▸ WRITTEN TASK A
Decide whether each statement agrees with the caddie passage below, answering yes or no and quoting the words from the passage that settle it: (i) Roadmap got his nickname from his skill at reading a green; (ii) machines can now read a sidehill putt; (iii) Riverbank's given name is Harry.
▸ WRITTEN TASK B
List every thing that the caddie passage below says has replaced the caddie.

▸ PAGE
▬▬▬▬▬▬
For nearly as
long as there have been golfers, there have been men walking alongside them,
carrying their clubs, holding the flagstick, offering advice, smelling not so
faintly of old sweat and very new wine. We knew them by their nicknames and
little else; we called them Pinehurst Bill, Shorty, Rags, Preacher, Front Lip,
Big Red, Fog City, Cemetery, Shotgun, Stovepipe. They described their profession
in their own distinctive way: they shipped the trunk; pulled the strap; hauled
the load. They were with us every step of the way -- although, to be honest,
they usually quick-hopped a few paces ahead or lagged a couple behind. But they
were always there when we asked for help. We called them caddies.
Today the Caddie is disappearing from the
emerald ocean that is the golfer's territory. He has been replaced by machines
that carry us and our bags down concrete ribbons or onto the greensward itself,
by radar scopes that give us precise distances to any object, by meters that
gauge wind, and by polarized lenses that filter out the sun and detect the
slightest hump or ridge. But no machine can read a sidehill putt or sense the
fear in a man's eye when he's standing over a short pitch across the water, when
the cold facts mean far less than the confidence expressed by a fellowman who
says, "Smooth it in there, champ; you got that shot."
Caddies are the griots of golf, the
storytellers who carry centuries of lore along with the bags, tees, and
headcovers. Bo Links has listened to their tales, and in Riverbank Tweed and
Roadmap Jenkins he has created two of the most memorable yarn-spinners you'll
ever meet. Riverbank, young Harry Tweed, is a boy searching for his place in the
world and for a place to hide; Roadmap, so named for his uncanny ability to read
a green (and not, as some surmise, for the capillary tracings in his aging
eyes), has found his place on the fringes and in the shadows, where anonymity
and invisibility mean safety and survival. Roadmap takes Riverbank under his
wing and teaches him the particulars of the profession -- but more important,
shows him how golf can be the window into a man's soul. The lessons Riverbank
learns are drawn from his experiences in the game, but have applications far
beyond the out-of-bounds stakes.
▬▬▬▬▬▬
▸ RECORD EXTRACTS
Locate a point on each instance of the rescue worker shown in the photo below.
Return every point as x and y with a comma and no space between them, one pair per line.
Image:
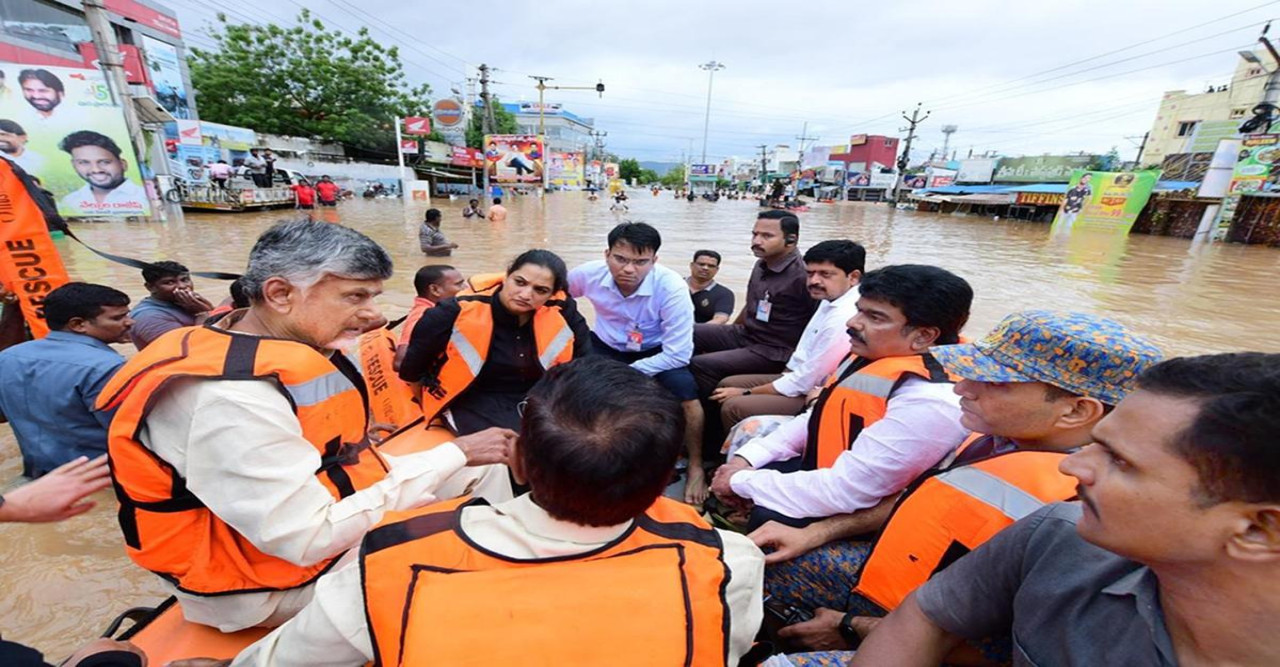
240,448
479,353
887,415
1031,392
590,567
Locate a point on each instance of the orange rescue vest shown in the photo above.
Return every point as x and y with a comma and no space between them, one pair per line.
472,332
856,397
951,511
656,595
168,529
391,401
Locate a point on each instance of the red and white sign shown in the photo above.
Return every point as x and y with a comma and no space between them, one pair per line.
464,156
417,124
144,14
447,113
135,72
188,132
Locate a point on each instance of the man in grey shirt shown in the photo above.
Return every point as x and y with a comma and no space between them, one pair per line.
1171,557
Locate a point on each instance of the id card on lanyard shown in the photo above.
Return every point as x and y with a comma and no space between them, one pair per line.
635,338
763,307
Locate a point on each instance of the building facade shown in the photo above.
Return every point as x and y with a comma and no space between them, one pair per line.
54,33
566,132
1196,122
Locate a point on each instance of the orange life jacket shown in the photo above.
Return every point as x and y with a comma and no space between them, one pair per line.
949,512
855,397
656,595
472,332
168,529
391,401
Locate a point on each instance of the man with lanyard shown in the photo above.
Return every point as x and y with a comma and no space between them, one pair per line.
713,302
1031,391
240,448
1171,556
887,415
777,310
644,318
833,269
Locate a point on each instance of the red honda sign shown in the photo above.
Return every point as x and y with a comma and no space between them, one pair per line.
135,72
417,124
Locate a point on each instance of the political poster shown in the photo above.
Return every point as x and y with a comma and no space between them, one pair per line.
565,169
1104,200
513,158
164,69
60,126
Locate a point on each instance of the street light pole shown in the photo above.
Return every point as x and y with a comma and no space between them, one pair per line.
712,68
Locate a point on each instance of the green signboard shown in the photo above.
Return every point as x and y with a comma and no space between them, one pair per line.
1105,200
1041,169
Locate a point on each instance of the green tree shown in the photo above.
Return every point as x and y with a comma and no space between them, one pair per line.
305,81
675,177
504,123
629,169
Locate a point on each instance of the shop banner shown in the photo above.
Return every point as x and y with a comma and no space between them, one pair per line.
30,265
565,169
164,68
513,158
465,156
1104,200
1041,168
1257,169
60,126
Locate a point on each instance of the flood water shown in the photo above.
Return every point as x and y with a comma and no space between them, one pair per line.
62,584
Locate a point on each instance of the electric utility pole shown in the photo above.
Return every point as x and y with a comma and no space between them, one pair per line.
915,119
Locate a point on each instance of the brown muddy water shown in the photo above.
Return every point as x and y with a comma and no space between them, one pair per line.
62,584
▬▬▬▬▬▬
▸ FULL RESPONSE A
(i) Yes: "so named for his uncanny ability to read a green"
(ii) No: "But no machine can read a sidehill putt"
(iii) Yes: "Riverbank, young Harry Tweed"

▸ FULL RESPONSE B
1. Machines that carry golfers and their bags down concrete ribbons or onto the greensward itself
2. Radar scopes that give precise distances to any object
3. Meters that gauge wind
4. Polarized lenses that filter out the sun and detect the slightest hump or ridge